• [Task to carry out]
Please could you give again the lines from the one holding "Each instance of the purple" through the final line of the data below, exactly, with no other lines?

(Data items)
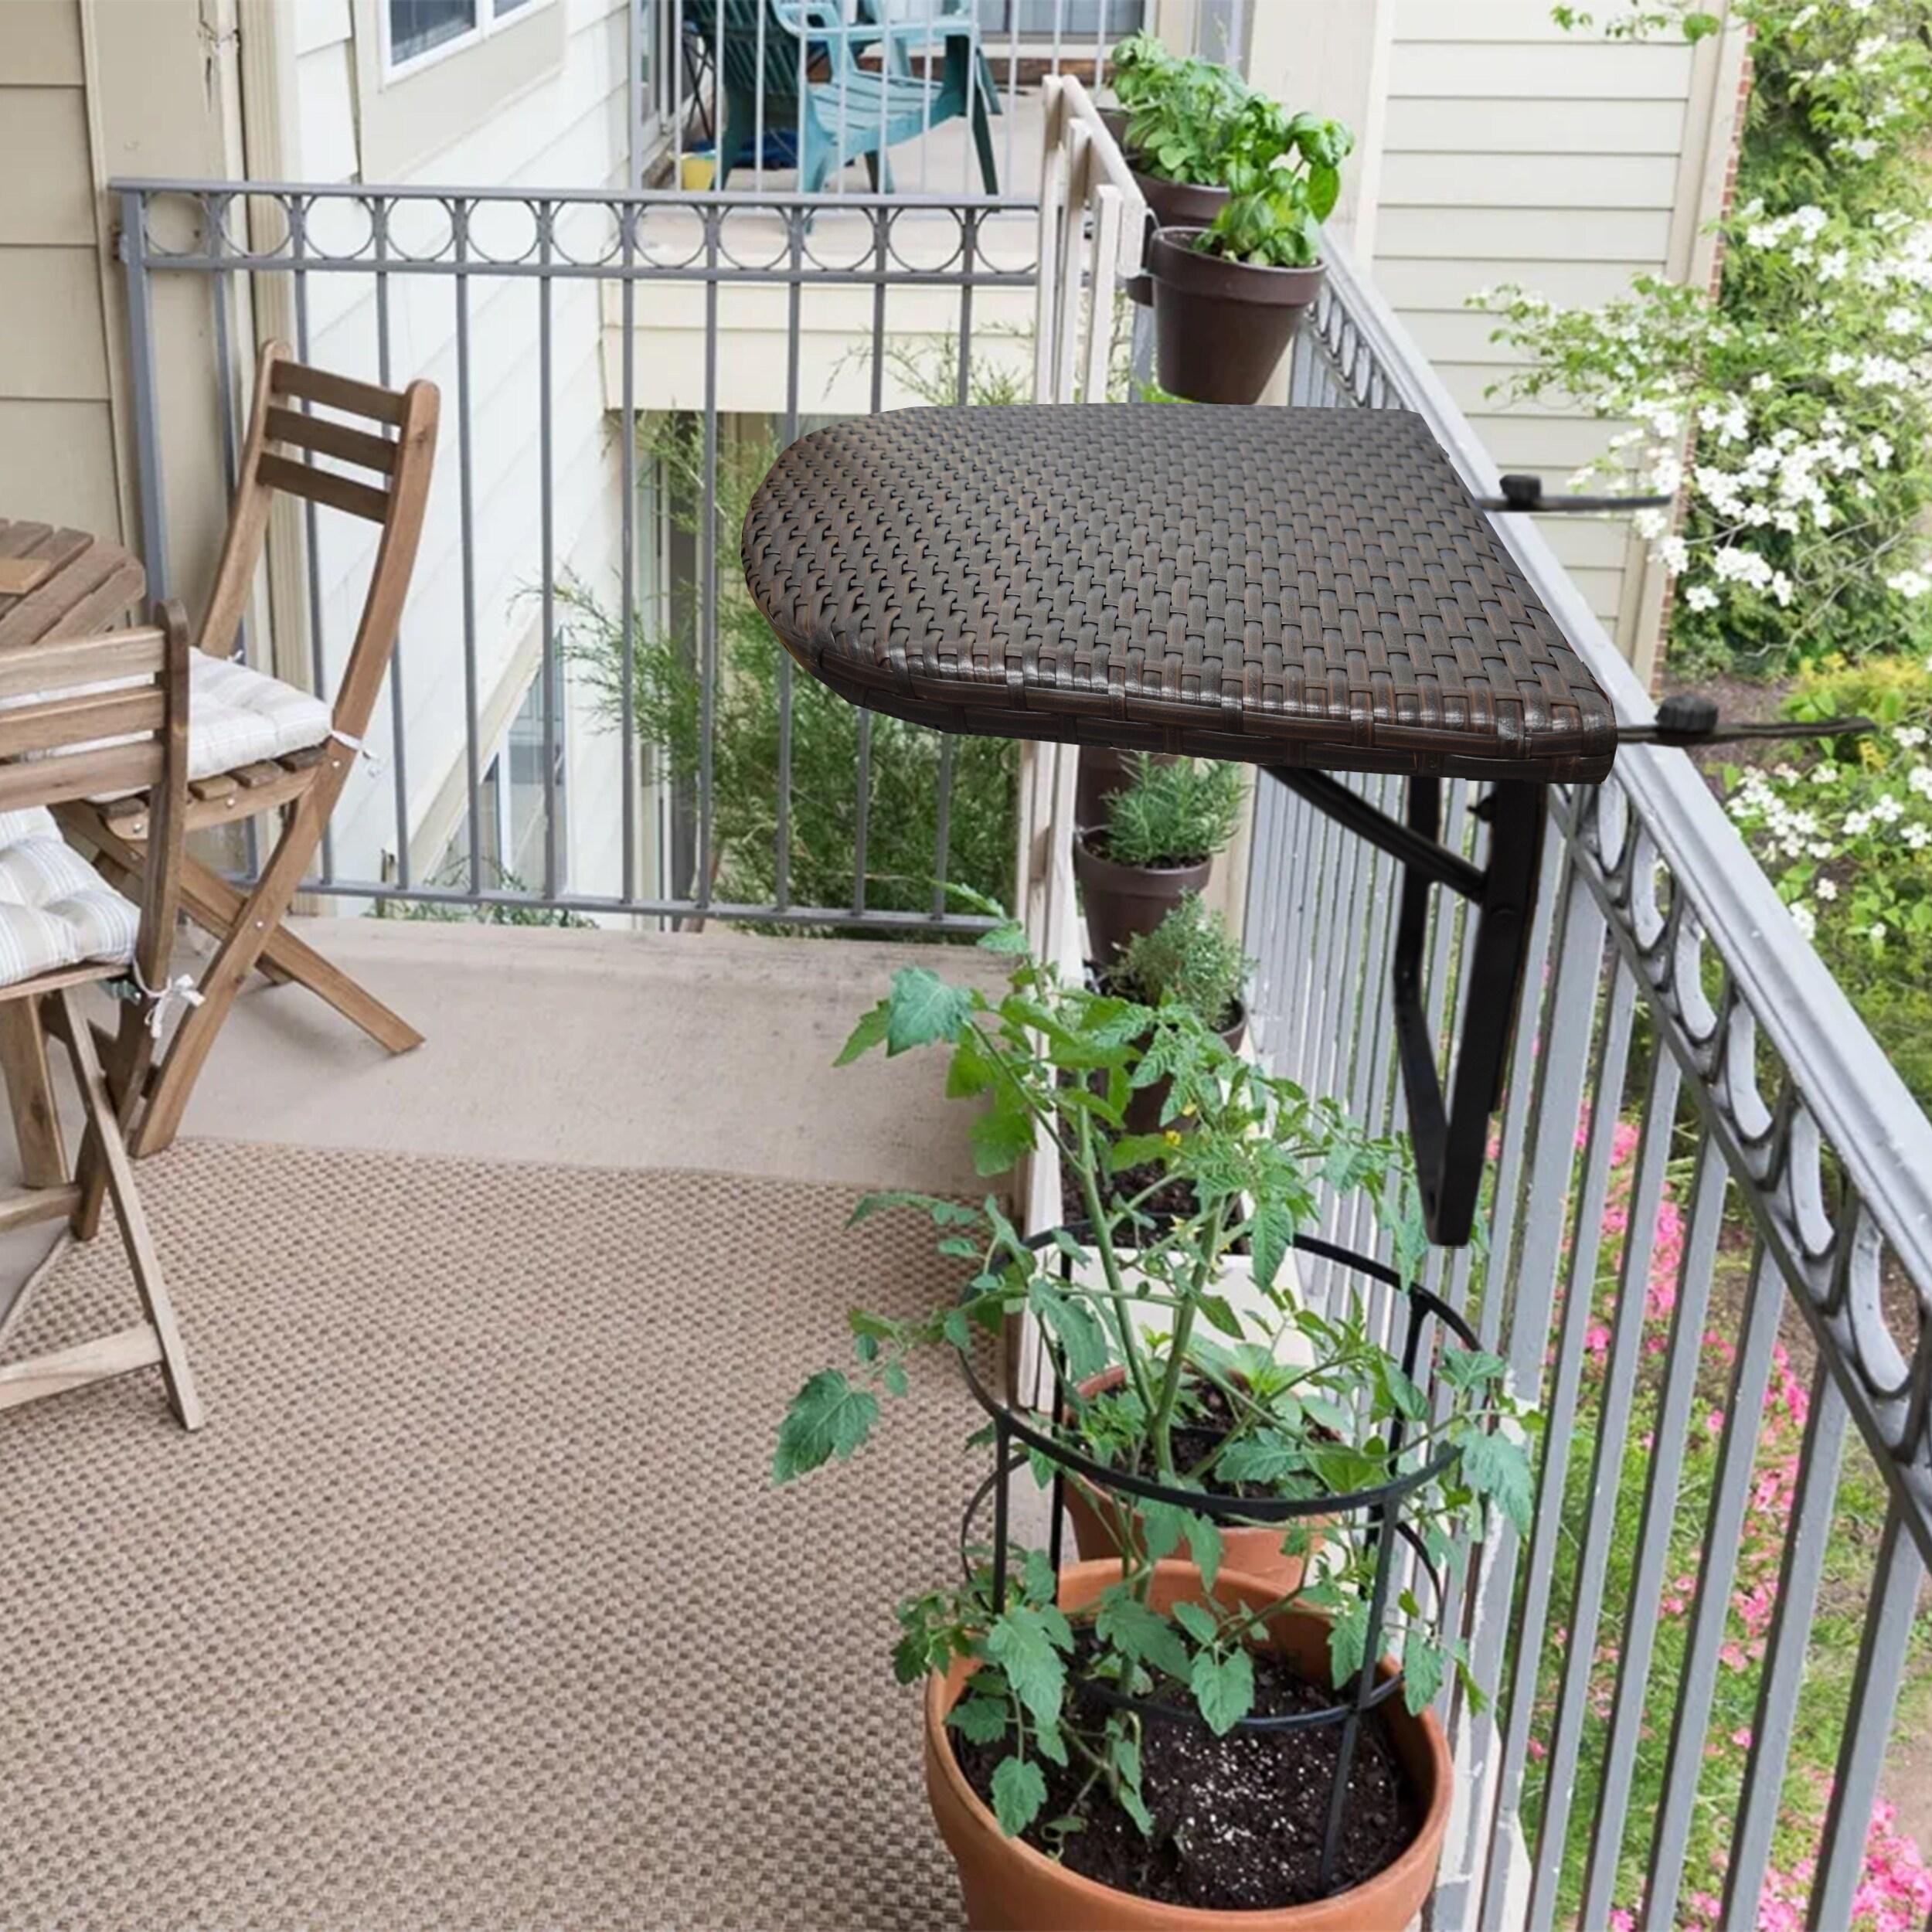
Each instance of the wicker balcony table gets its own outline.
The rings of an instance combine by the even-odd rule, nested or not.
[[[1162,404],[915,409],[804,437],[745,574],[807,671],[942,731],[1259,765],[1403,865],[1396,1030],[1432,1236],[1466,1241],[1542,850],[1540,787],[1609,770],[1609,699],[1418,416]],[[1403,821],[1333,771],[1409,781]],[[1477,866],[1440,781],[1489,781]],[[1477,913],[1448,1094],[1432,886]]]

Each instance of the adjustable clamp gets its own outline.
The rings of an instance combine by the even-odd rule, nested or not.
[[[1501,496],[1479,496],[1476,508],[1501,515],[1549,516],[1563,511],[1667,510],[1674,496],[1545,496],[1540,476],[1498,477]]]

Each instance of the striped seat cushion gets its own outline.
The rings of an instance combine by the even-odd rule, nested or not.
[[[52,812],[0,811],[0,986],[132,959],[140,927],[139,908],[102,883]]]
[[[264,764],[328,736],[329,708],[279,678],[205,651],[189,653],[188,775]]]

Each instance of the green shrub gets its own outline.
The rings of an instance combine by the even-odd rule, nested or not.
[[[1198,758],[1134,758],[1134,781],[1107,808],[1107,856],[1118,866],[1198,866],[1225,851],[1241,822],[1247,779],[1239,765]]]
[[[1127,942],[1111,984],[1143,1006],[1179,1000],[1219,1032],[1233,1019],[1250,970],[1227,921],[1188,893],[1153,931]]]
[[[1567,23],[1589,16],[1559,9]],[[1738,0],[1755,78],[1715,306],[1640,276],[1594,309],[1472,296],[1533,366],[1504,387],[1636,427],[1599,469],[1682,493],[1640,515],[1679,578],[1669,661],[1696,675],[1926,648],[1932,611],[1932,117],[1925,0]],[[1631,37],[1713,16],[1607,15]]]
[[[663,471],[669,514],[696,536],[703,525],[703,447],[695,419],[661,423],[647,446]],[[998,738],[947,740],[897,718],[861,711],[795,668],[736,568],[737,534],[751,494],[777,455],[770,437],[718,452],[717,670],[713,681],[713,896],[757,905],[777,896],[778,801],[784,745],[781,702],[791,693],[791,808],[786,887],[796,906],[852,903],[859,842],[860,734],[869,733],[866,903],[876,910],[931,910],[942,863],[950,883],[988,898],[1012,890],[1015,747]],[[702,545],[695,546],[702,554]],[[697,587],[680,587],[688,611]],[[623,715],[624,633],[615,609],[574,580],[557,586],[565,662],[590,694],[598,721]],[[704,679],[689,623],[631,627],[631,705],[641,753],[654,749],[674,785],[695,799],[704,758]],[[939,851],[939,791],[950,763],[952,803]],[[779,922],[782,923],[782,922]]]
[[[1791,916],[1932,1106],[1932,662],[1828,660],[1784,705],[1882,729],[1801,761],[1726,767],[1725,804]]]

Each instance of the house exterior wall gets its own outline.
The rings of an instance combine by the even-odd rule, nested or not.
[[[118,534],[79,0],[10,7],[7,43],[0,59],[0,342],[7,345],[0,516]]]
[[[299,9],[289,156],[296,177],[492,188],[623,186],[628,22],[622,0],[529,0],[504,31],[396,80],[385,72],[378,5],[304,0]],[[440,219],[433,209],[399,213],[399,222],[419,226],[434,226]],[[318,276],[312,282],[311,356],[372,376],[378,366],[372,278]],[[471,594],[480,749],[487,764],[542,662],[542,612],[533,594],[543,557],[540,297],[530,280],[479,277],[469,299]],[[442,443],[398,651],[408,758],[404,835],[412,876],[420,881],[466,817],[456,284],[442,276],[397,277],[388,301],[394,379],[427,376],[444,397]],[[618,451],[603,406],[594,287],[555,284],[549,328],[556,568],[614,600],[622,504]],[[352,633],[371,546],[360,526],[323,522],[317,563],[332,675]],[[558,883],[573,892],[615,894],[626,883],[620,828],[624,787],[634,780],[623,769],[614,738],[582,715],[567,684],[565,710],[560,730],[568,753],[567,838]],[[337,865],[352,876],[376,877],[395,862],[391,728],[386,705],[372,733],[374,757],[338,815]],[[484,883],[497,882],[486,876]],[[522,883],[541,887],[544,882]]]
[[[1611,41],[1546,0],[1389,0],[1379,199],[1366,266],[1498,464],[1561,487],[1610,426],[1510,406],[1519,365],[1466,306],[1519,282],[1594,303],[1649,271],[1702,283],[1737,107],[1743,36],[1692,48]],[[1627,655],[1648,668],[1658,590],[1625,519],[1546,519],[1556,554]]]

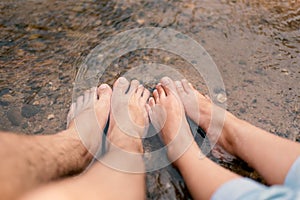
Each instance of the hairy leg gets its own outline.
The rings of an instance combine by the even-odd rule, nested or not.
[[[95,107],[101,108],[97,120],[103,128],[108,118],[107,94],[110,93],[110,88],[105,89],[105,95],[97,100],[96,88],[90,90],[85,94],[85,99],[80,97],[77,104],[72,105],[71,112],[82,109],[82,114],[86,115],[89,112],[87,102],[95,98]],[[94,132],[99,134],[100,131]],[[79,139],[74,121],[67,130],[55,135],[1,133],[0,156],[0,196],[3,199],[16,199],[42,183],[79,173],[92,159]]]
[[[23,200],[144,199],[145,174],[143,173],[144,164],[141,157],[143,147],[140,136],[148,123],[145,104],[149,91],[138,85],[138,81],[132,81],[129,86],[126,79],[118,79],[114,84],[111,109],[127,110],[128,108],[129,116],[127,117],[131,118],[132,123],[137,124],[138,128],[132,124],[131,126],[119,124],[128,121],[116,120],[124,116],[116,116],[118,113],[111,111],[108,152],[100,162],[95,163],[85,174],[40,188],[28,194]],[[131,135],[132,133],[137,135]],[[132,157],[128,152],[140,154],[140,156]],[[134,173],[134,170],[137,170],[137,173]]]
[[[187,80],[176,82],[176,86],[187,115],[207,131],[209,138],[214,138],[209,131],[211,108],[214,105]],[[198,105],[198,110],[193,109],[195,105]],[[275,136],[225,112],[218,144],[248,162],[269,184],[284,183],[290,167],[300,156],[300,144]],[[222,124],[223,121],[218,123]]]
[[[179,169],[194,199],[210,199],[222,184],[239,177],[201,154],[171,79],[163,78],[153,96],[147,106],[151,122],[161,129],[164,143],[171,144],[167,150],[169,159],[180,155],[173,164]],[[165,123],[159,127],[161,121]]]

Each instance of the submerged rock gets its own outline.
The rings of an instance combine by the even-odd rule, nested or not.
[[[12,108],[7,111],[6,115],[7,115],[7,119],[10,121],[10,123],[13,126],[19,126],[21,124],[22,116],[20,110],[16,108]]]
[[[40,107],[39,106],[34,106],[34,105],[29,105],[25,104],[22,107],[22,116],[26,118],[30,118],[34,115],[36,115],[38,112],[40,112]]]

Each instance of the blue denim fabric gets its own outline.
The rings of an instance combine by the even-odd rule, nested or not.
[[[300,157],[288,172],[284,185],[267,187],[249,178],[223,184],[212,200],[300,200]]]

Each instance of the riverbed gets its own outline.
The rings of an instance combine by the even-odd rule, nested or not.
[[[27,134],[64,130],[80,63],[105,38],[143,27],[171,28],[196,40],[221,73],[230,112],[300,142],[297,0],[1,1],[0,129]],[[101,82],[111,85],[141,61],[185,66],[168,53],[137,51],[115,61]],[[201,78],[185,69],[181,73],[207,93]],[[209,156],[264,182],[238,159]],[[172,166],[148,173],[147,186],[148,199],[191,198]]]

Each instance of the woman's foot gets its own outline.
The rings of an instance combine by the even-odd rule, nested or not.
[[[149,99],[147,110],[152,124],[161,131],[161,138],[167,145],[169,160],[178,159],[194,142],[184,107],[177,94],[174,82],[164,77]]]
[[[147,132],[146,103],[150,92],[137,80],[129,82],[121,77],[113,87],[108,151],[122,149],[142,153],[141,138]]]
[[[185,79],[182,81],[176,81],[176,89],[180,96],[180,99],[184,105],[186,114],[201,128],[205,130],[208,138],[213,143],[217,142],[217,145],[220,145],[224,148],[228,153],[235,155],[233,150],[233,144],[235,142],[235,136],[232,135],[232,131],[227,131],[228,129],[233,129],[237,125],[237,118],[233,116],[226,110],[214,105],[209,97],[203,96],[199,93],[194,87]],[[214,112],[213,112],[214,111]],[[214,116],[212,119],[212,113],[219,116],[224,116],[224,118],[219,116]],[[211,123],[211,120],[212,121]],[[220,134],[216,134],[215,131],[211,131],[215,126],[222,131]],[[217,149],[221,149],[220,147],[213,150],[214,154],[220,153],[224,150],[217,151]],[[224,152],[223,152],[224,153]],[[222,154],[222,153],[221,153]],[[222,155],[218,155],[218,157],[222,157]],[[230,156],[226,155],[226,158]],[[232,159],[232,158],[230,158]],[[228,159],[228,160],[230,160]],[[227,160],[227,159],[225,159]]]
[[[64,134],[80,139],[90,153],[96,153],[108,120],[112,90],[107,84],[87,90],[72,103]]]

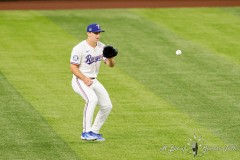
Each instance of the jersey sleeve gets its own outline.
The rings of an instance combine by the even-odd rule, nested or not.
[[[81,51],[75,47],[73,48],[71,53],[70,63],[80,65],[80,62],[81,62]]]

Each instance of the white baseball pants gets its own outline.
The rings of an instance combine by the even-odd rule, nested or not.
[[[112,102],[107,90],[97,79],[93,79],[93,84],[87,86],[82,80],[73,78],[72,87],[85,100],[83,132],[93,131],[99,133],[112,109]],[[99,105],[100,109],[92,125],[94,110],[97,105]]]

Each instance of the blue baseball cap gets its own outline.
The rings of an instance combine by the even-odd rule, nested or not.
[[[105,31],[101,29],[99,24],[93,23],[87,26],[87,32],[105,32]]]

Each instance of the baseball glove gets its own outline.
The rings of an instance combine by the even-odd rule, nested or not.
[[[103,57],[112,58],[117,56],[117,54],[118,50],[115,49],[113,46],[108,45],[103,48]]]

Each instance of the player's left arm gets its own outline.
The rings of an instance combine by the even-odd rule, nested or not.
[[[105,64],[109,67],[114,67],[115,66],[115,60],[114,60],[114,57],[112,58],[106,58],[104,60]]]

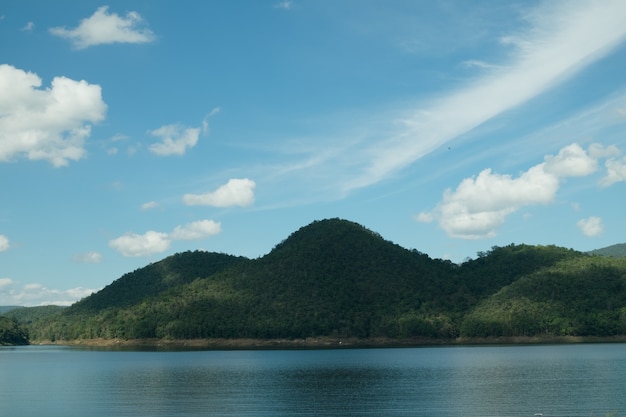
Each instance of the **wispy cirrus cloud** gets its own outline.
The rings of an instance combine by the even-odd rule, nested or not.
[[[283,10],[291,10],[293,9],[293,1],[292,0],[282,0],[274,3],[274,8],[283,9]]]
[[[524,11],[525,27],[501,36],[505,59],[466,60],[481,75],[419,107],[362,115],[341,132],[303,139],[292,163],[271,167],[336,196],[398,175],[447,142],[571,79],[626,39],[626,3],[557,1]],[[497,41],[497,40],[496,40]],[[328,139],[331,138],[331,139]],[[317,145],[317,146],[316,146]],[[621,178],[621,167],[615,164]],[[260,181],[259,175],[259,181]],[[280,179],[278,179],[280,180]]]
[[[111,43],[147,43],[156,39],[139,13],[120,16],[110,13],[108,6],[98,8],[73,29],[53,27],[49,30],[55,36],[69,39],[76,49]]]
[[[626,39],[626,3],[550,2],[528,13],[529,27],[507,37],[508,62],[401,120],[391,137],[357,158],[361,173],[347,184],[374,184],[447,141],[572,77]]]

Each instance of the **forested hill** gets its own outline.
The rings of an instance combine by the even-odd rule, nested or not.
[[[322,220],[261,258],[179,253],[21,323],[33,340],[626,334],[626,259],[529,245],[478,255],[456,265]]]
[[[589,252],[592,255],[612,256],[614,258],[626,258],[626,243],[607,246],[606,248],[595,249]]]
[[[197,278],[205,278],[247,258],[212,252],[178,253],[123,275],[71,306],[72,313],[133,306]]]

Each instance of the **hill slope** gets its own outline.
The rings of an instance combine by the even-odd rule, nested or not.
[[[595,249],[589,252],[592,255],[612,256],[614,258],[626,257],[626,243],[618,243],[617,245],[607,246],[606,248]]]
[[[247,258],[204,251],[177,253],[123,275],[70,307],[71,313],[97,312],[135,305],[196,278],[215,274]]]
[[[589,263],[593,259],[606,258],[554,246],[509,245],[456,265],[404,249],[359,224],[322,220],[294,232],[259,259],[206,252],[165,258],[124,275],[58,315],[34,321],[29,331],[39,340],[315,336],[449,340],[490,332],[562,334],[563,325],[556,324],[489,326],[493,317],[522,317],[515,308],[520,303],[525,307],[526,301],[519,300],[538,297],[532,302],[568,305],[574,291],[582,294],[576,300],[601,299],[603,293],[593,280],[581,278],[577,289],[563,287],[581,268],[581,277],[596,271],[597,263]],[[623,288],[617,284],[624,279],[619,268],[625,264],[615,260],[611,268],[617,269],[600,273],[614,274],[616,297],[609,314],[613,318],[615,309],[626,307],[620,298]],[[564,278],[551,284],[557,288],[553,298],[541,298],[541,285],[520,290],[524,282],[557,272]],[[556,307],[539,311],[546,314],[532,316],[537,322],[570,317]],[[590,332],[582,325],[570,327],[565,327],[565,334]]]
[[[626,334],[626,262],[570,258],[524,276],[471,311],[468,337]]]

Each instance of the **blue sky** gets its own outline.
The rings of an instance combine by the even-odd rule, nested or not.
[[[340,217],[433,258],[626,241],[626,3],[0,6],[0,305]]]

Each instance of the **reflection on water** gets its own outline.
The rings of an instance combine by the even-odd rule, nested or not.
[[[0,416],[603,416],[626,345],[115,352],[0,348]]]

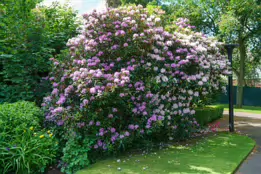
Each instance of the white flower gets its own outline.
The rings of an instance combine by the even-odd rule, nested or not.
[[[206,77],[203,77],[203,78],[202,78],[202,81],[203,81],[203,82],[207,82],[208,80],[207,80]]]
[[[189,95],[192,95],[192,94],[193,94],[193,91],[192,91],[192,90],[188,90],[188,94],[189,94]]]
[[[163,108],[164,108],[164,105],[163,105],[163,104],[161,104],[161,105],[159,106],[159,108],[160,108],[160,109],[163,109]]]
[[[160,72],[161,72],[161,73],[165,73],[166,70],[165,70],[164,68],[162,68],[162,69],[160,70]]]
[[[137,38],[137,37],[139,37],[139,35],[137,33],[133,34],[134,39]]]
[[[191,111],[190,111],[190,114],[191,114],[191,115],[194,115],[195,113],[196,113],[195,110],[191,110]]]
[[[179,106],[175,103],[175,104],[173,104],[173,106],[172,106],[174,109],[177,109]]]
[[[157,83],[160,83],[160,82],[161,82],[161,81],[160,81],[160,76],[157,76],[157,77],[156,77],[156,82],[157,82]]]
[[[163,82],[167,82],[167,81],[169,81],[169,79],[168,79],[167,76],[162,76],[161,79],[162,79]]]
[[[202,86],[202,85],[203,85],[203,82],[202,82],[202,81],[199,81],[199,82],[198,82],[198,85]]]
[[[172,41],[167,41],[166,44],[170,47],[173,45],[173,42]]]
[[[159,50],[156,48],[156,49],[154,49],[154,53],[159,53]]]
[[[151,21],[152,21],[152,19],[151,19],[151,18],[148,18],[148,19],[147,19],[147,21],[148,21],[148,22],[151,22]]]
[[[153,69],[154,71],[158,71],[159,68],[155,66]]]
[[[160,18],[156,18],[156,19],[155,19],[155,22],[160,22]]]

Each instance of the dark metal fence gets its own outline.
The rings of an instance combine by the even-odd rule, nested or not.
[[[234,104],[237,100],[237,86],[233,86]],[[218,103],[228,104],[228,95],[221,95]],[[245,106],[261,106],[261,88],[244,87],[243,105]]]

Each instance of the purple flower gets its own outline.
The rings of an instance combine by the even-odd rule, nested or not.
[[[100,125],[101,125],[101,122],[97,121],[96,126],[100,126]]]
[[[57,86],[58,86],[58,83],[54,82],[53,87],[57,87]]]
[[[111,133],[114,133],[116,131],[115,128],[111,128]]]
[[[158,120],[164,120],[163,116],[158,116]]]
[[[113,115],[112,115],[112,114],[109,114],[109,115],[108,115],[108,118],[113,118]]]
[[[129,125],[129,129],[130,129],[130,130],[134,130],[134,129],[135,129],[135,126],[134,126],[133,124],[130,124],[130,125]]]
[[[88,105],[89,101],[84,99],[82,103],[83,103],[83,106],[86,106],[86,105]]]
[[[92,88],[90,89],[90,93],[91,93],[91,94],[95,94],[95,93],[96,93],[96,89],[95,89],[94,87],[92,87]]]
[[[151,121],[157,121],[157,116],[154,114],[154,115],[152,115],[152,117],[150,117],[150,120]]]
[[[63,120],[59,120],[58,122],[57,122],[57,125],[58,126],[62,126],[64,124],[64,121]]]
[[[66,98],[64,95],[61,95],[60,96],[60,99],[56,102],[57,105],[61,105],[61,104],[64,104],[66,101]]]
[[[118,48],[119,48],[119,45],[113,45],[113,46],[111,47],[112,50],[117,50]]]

• [Problem solution]
Each instance of the purple flower gets its own outline.
The rings of an instance combine by the even-odd rule, nested or not.
[[[100,125],[101,125],[101,122],[97,121],[96,126],[100,126]]]
[[[57,86],[58,86],[58,83],[54,82],[53,87],[57,87]]]
[[[111,133],[114,133],[116,131],[115,128],[111,128]]]
[[[158,120],[164,120],[163,116],[158,116]]]
[[[113,115],[112,115],[112,114],[109,114],[109,115],[108,115],[108,118],[113,118]]]
[[[129,125],[129,129],[130,129],[130,130],[134,130],[134,129],[135,129],[135,126],[134,126],[133,124],[130,124],[130,125]]]
[[[88,105],[89,101],[84,99],[82,103],[83,103],[83,106],[86,106],[86,105]]]
[[[92,88],[90,89],[90,93],[91,93],[91,94],[95,94],[95,93],[96,93],[96,89],[95,89],[94,87],[92,87]]]
[[[151,121],[157,121],[157,116],[154,114],[154,115],[152,115],[152,117],[150,117],[150,120]]]
[[[63,120],[59,120],[58,122],[57,122],[57,125],[58,126],[62,126],[64,124],[64,121]]]
[[[66,98],[64,95],[61,95],[60,96],[60,99],[56,102],[57,105],[61,105],[61,104],[64,104],[66,101]]]
[[[118,48],[119,48],[119,45],[113,45],[113,46],[111,47],[112,50],[117,50]]]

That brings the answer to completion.